Problem
Repeat the whole listing exactly as written.

### Extracted data ###

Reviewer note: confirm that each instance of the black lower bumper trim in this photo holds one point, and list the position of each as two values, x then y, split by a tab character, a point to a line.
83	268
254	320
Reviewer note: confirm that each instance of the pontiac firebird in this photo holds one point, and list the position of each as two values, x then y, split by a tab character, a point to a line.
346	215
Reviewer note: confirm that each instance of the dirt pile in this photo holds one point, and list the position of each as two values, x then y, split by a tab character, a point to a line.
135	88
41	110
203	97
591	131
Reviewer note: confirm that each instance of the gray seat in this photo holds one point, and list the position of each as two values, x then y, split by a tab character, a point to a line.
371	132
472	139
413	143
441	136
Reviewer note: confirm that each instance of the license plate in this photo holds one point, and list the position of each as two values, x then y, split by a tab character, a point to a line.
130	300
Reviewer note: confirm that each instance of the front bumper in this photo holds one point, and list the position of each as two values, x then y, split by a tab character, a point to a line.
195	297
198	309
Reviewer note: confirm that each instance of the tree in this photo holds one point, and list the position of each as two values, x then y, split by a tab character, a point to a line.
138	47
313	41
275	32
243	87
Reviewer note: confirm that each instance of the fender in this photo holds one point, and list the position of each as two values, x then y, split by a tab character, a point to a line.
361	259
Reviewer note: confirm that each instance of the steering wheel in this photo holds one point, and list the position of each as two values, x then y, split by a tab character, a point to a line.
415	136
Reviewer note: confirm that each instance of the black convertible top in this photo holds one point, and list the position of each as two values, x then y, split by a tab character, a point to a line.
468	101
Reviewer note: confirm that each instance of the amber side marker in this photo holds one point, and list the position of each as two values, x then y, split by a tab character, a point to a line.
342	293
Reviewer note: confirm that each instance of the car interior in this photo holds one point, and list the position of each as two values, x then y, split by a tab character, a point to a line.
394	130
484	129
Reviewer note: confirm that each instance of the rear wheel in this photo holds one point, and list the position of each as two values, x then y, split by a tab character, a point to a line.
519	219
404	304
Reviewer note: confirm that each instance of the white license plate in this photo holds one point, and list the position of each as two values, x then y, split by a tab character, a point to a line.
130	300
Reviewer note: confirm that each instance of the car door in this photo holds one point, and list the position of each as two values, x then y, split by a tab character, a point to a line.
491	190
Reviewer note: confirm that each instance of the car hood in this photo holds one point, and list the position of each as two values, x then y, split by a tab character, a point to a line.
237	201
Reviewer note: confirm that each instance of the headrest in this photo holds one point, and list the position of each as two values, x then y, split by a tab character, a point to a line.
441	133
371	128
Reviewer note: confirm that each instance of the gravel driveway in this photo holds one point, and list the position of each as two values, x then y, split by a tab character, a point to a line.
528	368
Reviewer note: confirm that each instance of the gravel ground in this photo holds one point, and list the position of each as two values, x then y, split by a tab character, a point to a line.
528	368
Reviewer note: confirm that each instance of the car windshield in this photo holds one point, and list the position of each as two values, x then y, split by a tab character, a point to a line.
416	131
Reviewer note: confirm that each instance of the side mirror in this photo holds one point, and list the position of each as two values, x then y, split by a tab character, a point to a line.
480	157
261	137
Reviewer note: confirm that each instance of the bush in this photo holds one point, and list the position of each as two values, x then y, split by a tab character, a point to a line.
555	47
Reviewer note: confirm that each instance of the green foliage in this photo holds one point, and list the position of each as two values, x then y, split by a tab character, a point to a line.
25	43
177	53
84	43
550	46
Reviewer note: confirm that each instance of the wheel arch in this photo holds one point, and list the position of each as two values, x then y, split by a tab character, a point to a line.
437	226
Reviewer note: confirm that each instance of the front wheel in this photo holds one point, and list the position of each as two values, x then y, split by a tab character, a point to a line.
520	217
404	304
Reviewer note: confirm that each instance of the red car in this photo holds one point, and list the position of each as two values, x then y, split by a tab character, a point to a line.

###

Result for this exercise
Reviewer note: confirm that each instance of the black lower bumper trim in this photo holds one point, and list the position of each as two values, x then y, split by a tab character, a point to a line.
83	268
254	320
Reviewer note: confirm that each instance of the pontiac firebird in this photo holds one point, and list the position of each as two values, x then y, split by a tab character, a point to a line.
346	215
Reviewer note: confirm that each instance of the dirt pile in this photo holds one point, and list the position of each as two values, x then y, split by a tab character, a point to a line.
135	88
41	110
203	97
591	131
Reviewer note: confirm that each instance of the gray seat in this photo holds one point, and list the position of each as two values, x then y, split by a tab character, a point to a line.
371	132
472	139
413	143
441	136
Reviewer note: confirm that each instance of the license plate in this photo holds one point, and list the position of each as two values, x then y, split by a tab character, a point to a line.
130	300
Reviewer note: confirm that each instance of the front bumper in this photo holds one point, and list the position of each as two values, x then y, split by a tab character, a point to a line.
195	297
198	309
Reviewer note: confirm that each instance of the tree in this photo holds one point, and list the position of each as two values, x then y, split by a tab character, a point to a line.
138	47
313	41
275	32
243	87
Reviewer note: confirm that each instance of the fender in this photo holds one point, and list the position of each as two values, x then y, split by a tab character, a point to a line.
361	259
Reviewer note: confirm that each instance of the steering wheel in this photo holds one point, and list the position of each as two values, x then y, split by a tab character, a point to a line.
415	136
Reviewer note: confirm that each instance of the black convertible top in this photo holds one point, and list the position of each as two values, x then y, split by a tab character, a point to a line.
468	101
Reviewer note: confirm that each instance of the amber side marker in this photo holds one point, and list the position of each as two values, x then y, split by a tab character, a point to a line.
342	293
Reviewer note: confirm that each instance of the car interior in this photo holds one point, and list the position of each as two values, x then y, split by a tab character, a point to a line.
394	130
484	129
Reviewer note: confirm that each instance of the rear wheel in this photo holds one point, and list the position of each as two values, x then y, split by a tab character, a point to a line.
519	219
404	304
Reviewer note: confirm that each instance of the white license plate in this photo holds one point, and list the position of each as two values, x then y, split by a tab character, a point to a line.
130	300
Reviewer note: confirm that each instance of the car door in this photo holds one point, and list the position of each as two values, x then y, split by a tab character, a point to a line.
491	190
Reviewer note: confirm that each instance of the car hood in this photo holds one point, and list the position of each as two values, x then y, split by a tab character, a point to a line.
237	201
Reviewer note: confirm that each instance of the headrest in this photo holds one point, and list the position of each as two values, x then y, split by a tab character, a point to a line.
441	133
371	128
Reviewer note: confirm that each instance of the gravel driveway in this photo holds one point, and list the position of each as two values, x then y, split by a tab character, a point to a line.
528	368
Reviewer note: confirm that each instance of the gravel ground in this photo holds one point, and list the position of each as two values, x then y, split by a tab character, a point to a line.
528	368
Reviewer note: confirm that each instance of the car windshield in this photo holds one point, and list the position of each as two values, x then y, split by a tab character, a point to a line.
416	131
Reviewer note: confirm that each instance of the side mirror in this photo holds one point, and list the position of each as two values, x then y, split by a tab character, a point to a line.
480	157
261	137
Reviewer note: confirm that each instance of the bush in this photo holds one point, and list the position of each as two values, x then y, split by a tab character, a point to a line.
555	47
Reviewer note: confirm that each instance of the green foliage in this photo holds one point, and list the position of each as two values, x then y, split by a tab character, a point to a line.
25	43
177	53
84	43
550	46
Reviewer note: confirm that each instance of the wheel arch in this photo holds one point, and list the position of each as two values, x then y, split by a tab character, a point to a line.
437	226
Reviewer note: confirm that each instance of the front wheel in this photo holds one point, and list the position of each as two values, x then y, split by a tab character, a point to a line.
520	217
404	304
Reviewer note: confirm that each instance of the red car in this photo holds one point, and list the position of each as two values, x then y, split by a tab character, a point to a line.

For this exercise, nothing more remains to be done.